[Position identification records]
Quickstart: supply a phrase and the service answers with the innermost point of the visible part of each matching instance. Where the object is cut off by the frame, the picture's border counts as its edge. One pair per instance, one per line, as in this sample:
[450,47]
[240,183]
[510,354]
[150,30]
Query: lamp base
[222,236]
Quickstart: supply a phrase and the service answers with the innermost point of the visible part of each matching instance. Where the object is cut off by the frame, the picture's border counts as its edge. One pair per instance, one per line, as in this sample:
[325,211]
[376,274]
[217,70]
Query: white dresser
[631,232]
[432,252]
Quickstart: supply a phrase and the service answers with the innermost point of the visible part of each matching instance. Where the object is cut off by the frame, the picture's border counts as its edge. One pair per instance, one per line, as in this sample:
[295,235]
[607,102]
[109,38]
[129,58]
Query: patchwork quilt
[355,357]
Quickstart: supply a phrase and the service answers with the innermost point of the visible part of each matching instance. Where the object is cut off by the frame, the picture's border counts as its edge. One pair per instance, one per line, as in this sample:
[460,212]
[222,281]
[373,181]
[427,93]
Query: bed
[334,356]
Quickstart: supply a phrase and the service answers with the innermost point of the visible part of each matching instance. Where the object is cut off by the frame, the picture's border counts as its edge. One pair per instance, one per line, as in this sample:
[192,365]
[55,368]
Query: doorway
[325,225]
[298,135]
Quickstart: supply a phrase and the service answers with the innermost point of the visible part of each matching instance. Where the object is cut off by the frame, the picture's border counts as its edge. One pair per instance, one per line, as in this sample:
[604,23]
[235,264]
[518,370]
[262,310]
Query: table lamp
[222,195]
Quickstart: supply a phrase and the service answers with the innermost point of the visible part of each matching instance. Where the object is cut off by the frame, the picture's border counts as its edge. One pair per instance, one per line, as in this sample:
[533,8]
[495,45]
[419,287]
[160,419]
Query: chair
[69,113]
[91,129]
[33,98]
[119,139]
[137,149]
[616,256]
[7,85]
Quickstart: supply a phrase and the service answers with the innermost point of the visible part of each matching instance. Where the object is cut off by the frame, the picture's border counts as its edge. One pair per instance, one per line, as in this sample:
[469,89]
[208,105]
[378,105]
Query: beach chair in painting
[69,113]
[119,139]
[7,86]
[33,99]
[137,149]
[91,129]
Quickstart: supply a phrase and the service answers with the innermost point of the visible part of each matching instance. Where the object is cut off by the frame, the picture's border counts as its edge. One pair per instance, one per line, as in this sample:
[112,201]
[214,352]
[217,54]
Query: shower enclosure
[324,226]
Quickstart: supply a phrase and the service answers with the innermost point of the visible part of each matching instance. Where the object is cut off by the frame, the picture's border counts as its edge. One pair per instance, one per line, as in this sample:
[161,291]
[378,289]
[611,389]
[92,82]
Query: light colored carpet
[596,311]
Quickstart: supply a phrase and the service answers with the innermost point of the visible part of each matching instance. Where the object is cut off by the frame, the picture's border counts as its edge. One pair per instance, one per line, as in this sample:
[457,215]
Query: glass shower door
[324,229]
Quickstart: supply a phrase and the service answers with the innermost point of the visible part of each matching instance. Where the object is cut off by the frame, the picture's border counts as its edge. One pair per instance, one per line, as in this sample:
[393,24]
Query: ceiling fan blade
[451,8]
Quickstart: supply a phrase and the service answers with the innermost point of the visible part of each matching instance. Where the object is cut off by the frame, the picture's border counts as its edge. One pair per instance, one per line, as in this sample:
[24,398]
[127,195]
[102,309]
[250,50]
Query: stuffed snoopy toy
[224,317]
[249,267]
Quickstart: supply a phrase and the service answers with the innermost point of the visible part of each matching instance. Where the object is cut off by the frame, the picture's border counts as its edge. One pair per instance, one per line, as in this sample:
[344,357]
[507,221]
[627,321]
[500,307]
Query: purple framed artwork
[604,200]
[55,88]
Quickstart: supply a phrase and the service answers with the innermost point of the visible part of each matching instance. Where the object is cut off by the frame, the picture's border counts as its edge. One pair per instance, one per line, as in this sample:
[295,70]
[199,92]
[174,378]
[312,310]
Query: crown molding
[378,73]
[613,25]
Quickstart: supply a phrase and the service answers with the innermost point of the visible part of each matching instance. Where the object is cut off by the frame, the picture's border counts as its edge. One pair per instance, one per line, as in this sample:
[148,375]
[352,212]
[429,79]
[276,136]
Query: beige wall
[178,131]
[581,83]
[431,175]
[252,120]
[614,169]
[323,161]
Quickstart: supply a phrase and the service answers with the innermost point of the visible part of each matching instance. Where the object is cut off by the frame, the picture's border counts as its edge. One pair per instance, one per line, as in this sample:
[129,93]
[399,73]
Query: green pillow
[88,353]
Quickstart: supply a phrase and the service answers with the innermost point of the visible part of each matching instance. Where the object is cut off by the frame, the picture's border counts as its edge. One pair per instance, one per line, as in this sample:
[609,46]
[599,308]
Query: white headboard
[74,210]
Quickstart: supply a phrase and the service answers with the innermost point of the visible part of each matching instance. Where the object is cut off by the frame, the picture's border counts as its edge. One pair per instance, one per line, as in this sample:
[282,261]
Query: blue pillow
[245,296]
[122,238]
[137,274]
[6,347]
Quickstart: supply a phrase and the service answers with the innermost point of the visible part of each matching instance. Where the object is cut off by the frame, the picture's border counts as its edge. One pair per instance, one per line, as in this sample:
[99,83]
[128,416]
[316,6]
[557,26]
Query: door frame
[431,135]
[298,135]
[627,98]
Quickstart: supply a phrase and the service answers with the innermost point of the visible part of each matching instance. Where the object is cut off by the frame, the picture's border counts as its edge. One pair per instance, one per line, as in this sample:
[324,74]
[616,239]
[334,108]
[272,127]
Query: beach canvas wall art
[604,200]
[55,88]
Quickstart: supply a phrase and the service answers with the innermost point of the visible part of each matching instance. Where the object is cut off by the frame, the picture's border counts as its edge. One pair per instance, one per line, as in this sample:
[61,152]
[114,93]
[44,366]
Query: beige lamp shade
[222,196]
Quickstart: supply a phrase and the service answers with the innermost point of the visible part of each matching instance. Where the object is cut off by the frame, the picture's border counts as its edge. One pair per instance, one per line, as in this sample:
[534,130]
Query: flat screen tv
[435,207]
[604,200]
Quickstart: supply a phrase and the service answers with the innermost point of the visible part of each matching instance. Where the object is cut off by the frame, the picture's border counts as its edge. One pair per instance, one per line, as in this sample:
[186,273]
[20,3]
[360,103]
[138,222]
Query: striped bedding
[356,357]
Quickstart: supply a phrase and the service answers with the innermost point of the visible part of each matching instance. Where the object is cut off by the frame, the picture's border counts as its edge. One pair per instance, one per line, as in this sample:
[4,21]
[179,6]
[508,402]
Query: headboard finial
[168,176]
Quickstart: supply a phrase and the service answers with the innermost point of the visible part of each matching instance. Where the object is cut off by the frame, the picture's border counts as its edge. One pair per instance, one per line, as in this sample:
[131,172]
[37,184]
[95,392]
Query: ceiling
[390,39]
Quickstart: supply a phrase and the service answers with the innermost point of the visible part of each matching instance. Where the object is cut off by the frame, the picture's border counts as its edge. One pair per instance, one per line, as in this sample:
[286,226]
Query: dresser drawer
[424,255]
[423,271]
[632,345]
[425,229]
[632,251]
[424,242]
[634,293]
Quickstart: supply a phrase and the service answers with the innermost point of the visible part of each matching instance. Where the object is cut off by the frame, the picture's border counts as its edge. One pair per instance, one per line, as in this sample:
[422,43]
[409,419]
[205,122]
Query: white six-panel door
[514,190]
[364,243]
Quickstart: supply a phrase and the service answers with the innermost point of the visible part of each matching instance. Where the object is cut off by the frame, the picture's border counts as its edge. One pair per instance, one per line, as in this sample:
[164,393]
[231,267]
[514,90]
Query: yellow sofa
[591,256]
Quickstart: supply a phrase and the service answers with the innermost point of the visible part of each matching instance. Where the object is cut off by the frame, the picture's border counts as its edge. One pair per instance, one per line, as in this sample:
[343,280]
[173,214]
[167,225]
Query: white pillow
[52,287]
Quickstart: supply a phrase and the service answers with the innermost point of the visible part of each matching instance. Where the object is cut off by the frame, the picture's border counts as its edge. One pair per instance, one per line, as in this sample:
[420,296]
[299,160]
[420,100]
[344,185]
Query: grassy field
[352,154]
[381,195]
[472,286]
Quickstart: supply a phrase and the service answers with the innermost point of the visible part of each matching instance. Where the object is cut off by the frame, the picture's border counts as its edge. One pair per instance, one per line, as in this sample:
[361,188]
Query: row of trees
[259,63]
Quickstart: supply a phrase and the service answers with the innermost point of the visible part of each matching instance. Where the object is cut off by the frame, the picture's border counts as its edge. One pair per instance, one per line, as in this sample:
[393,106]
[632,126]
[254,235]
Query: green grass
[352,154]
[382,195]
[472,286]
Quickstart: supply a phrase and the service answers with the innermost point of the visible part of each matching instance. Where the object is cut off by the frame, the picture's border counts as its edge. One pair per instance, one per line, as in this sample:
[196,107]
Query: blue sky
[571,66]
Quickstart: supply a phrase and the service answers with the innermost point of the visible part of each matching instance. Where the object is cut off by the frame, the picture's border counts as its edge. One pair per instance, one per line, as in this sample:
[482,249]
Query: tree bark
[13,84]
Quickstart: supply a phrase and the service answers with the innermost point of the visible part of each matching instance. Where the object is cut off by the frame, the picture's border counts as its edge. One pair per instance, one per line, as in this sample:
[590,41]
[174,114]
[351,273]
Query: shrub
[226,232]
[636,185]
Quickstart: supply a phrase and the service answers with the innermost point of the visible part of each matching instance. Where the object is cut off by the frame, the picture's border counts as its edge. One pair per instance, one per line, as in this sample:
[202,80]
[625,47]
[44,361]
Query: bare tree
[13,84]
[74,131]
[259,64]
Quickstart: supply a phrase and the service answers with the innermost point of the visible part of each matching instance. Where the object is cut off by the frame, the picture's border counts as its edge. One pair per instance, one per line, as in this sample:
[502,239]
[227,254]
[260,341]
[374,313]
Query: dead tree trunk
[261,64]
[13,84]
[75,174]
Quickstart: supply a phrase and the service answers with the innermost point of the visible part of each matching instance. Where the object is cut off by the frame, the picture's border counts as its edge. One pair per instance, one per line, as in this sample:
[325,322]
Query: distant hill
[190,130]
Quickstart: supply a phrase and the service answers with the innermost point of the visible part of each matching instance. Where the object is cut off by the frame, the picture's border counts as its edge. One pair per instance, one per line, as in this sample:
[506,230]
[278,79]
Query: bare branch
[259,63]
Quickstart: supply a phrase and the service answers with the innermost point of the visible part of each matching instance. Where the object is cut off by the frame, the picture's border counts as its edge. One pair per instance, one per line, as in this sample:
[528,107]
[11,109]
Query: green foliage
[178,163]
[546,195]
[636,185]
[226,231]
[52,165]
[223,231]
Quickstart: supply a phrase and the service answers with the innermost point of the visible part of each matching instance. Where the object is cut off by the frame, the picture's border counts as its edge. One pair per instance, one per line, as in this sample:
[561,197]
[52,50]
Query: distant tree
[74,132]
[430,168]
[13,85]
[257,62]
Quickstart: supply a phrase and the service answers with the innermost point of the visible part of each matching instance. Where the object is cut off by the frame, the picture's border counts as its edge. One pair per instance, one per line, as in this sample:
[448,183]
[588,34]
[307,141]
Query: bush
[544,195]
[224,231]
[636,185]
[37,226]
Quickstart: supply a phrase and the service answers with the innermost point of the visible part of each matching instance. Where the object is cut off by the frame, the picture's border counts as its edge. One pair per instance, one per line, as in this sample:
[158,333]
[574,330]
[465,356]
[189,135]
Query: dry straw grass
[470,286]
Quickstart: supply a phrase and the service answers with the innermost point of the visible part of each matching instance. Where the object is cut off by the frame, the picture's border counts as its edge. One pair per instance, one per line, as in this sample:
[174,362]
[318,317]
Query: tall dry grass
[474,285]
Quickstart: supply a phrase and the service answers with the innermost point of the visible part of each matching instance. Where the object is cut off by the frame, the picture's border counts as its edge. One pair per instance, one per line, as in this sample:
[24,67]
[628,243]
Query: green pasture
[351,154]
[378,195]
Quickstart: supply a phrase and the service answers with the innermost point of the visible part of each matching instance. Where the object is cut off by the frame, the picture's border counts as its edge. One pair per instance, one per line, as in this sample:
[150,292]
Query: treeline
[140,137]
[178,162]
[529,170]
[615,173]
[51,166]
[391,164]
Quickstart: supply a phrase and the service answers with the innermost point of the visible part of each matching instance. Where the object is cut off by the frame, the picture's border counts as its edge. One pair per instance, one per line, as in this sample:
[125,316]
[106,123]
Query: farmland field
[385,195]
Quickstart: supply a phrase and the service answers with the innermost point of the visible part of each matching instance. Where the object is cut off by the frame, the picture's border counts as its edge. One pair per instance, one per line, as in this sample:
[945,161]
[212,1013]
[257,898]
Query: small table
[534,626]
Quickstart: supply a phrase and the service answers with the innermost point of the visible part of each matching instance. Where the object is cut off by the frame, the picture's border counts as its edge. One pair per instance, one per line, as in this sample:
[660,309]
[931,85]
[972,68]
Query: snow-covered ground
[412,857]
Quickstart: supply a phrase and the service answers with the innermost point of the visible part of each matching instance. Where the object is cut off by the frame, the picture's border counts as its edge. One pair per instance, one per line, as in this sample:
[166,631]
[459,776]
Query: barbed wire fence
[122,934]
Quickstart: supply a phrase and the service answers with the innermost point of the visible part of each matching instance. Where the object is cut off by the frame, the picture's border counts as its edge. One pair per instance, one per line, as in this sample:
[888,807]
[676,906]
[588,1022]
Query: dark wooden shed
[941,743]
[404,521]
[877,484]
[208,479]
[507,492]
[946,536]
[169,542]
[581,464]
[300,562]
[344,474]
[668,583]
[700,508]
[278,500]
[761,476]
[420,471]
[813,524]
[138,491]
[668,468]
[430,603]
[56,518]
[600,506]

### Task
State how many lines of the items above contain the string "ceiling". Case counts. Give only the number.

### Task answer
2